Une expérience sur le magnésium 24 bouscule les modèles d’astrophysique stellaire
Une collaboration iThemba LABS - Cape Town, STELLA- IPHC Strasbourg et Université de York, vient de caractériser expérimentalement les différentes configurations ou « états cluster », adoptés par les noyaux de magnésium lorsqu’ils sont exposés aux conditions dantesques du cœur des étoiles. Leurs résultats, publiés ce mois-ci dans Physical Review Letters, montrent que la réaction de fusion 12C-12C en 24Mg peut avoir une probabilité beaucoup plus forte qu’attendue de se produire.

● **Données fournies**:
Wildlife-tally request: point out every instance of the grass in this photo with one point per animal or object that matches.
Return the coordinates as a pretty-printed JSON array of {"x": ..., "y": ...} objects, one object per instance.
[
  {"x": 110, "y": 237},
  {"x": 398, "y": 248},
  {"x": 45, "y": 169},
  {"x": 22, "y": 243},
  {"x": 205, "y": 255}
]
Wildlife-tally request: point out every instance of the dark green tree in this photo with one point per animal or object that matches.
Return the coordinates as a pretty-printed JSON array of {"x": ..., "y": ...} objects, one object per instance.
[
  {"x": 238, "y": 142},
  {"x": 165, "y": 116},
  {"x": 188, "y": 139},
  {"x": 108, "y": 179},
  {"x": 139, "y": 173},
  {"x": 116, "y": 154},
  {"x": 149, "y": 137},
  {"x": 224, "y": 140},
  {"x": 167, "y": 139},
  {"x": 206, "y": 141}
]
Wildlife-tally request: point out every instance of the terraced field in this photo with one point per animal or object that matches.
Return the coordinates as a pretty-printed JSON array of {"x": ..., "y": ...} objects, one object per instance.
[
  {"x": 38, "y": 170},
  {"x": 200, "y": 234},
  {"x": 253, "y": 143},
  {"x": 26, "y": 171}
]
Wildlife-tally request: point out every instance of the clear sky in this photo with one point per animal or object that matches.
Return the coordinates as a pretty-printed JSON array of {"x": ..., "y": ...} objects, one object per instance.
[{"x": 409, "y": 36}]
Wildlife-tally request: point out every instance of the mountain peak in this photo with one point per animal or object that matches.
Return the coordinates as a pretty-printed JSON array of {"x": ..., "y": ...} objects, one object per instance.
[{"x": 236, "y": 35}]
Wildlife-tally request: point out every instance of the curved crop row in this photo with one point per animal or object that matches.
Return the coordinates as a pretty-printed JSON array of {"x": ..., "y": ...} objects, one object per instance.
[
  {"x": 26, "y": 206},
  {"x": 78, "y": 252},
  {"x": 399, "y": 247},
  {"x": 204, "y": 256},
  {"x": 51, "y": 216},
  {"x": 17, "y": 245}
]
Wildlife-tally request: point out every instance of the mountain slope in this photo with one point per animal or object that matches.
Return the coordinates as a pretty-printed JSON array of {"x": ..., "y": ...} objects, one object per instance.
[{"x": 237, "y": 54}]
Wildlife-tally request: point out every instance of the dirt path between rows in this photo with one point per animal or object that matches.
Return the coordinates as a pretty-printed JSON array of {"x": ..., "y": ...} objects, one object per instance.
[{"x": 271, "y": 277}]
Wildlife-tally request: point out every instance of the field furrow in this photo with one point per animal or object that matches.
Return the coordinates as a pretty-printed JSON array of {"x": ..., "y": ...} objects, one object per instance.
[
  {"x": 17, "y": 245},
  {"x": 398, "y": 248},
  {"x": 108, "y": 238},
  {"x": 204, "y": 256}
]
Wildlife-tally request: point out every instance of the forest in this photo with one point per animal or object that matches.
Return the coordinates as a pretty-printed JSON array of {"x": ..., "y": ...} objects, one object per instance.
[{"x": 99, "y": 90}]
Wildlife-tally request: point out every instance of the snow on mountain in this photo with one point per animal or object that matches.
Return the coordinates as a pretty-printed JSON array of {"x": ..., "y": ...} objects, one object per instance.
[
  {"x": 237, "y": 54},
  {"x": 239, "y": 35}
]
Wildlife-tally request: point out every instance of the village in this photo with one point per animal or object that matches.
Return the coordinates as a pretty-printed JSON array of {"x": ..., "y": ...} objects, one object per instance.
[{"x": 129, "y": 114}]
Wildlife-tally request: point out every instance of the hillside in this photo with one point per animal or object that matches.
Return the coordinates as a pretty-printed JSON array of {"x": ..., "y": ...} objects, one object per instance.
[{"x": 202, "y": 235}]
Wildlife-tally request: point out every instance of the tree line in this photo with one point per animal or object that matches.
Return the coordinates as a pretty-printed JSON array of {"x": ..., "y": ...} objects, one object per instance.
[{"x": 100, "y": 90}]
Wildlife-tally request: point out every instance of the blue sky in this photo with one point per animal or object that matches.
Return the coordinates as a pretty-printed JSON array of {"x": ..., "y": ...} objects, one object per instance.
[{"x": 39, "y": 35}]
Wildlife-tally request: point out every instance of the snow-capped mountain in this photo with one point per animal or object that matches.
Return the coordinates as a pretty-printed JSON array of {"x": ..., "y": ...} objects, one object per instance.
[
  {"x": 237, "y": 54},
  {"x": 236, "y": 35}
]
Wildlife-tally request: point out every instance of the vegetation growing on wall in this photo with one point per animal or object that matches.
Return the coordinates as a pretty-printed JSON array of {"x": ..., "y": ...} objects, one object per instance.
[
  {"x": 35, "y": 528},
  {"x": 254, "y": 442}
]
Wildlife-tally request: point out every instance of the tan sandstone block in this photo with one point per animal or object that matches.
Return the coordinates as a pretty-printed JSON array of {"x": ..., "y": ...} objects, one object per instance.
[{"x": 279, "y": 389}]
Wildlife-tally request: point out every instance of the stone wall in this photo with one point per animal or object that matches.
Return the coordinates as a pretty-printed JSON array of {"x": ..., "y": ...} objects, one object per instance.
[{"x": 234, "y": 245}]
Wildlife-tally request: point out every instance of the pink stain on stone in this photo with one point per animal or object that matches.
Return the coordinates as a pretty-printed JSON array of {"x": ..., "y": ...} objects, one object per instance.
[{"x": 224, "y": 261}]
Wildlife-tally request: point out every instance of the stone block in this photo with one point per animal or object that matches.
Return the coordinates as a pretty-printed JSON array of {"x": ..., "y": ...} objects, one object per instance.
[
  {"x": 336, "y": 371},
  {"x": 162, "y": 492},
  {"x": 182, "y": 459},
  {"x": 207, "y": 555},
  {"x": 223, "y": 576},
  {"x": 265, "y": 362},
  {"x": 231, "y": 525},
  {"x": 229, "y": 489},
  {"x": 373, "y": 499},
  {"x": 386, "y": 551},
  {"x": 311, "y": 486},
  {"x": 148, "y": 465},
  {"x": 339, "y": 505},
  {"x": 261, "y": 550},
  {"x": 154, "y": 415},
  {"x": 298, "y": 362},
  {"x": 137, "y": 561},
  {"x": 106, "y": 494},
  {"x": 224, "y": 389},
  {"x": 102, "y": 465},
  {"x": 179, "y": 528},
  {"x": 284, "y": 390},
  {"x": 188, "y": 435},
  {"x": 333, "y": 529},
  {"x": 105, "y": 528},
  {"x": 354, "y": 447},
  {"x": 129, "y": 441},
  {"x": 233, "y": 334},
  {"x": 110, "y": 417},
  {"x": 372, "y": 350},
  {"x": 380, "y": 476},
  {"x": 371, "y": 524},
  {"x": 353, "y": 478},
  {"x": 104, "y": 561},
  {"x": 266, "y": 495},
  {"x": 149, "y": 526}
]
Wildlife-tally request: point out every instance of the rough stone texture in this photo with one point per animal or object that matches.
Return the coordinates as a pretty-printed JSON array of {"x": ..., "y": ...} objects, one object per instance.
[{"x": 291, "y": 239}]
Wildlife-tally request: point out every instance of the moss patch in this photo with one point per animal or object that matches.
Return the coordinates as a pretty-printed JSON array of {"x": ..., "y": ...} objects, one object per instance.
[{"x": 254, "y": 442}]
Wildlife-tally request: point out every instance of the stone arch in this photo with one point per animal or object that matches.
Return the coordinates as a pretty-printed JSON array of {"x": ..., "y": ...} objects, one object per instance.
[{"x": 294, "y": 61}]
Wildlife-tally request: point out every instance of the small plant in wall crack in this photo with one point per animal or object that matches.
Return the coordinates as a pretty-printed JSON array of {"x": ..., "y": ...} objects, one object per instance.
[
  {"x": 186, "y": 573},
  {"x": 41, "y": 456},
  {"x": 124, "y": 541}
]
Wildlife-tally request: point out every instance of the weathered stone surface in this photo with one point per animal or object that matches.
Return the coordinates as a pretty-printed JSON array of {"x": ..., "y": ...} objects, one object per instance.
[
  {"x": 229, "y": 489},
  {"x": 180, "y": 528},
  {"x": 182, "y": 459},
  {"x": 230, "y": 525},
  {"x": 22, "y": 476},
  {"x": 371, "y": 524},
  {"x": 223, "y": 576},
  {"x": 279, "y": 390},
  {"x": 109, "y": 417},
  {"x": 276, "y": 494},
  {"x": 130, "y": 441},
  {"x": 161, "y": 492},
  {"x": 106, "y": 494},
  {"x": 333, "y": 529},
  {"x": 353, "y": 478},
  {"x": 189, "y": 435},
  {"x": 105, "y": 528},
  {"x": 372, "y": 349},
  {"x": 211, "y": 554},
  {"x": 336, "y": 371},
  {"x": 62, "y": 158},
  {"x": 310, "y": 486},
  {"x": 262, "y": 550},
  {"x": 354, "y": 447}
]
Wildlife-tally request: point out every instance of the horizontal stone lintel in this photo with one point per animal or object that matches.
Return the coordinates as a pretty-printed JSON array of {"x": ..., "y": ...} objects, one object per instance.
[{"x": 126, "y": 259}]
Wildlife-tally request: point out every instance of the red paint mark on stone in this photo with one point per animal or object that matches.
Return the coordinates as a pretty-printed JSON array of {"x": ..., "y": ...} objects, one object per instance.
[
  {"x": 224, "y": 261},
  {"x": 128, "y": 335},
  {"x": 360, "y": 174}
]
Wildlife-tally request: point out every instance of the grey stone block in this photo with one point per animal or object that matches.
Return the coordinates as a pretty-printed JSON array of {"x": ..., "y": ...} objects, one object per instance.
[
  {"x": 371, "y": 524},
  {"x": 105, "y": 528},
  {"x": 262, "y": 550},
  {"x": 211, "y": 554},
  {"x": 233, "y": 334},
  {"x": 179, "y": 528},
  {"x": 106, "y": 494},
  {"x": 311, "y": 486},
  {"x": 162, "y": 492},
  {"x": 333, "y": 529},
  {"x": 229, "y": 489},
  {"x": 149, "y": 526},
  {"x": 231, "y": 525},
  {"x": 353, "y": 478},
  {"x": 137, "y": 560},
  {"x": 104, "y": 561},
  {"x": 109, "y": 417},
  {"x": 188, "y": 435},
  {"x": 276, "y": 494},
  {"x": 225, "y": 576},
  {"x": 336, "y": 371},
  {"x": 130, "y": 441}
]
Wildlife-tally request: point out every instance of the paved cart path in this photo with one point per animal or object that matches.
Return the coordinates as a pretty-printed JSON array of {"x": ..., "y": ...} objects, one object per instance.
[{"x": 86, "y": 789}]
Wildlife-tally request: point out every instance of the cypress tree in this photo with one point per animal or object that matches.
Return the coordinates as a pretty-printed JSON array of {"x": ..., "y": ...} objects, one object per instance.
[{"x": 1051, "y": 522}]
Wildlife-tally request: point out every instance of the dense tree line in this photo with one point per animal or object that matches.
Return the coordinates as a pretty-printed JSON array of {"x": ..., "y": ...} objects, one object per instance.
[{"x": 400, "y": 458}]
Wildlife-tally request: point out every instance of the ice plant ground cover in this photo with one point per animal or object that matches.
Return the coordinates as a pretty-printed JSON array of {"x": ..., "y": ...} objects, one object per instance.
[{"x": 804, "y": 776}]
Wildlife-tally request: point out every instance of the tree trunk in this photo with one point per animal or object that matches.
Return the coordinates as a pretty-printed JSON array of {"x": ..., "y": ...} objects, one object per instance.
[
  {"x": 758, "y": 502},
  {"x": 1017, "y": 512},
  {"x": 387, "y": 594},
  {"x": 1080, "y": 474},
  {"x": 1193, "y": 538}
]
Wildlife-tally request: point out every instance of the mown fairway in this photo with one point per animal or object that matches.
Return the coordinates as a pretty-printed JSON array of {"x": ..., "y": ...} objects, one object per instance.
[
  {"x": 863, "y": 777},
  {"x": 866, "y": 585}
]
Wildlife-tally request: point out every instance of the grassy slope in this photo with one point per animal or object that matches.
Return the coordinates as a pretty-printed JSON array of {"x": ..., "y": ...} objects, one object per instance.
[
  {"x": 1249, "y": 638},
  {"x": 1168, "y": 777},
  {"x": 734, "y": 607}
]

● **Objectif 1**: Recopiez tel quel le passage de l'article sur le magnésium 24 allant de « Une expérience sur » jusqu'à « de se produire. ».
● **Objectif 2**: Rédigez la suite de l'article sur l'expérience du magnésium 24, en reprenant après sa dernière phrase.

● **Corrigé 1**:
Une expérience sur le magnésium 24 bouscule les modèles d’astrophysique stellaire
Une collaboration iThemba LABS - Cape Town, STELLA- IPHC Strasbourg et Université de York, vient de caractériser expérimentalement les différentes configurations ou « états cluster », adoptés par les noyaux de magnésium lorsqu’ils sont exposés aux conditions dantesques du cœur des étoiles. Leurs résultats, publiés ce mois-ci dans Physical Review Letters, montrent que la réaction de fusion 12C-12C en 24Mg peut avoir une probabilité beaucoup plus forte qu’attendue de se produire.

● **Corrigé 2**:
Le travail de la collaboration est parti de calculs théoriques (type AMD), qui prédisaient que les 24 nucléons d’un noyau de magnésium pouvaient, dans des conditions d’excitation « stellaires », présenter des états cluster susceptibles de jouer un rôle clé dans les chaines de réaction nucléaires. Un premier état identifié, dans lequel le magnésium 24 se répartirait en deux lobes de 12 nucléons très semblables à 2 noyaux de carbone 12 (schémas (e) et (f) dans la figure ci-dessous), montrerait l’existence d’une voie privilégiée par laquelle le carbone 12 pourrait fusionner en magnésium 24. Le second, dans lequel le noyau se déforme en un noyau de néon 20 d'un côté et un petit lobe de 4 nucléons de l'autre, (schémas (c) et (d) de la figure), montrerait que cette configuration du magnésium aurait une tendance plus grande à se désintégrer en émettant une particule alpha.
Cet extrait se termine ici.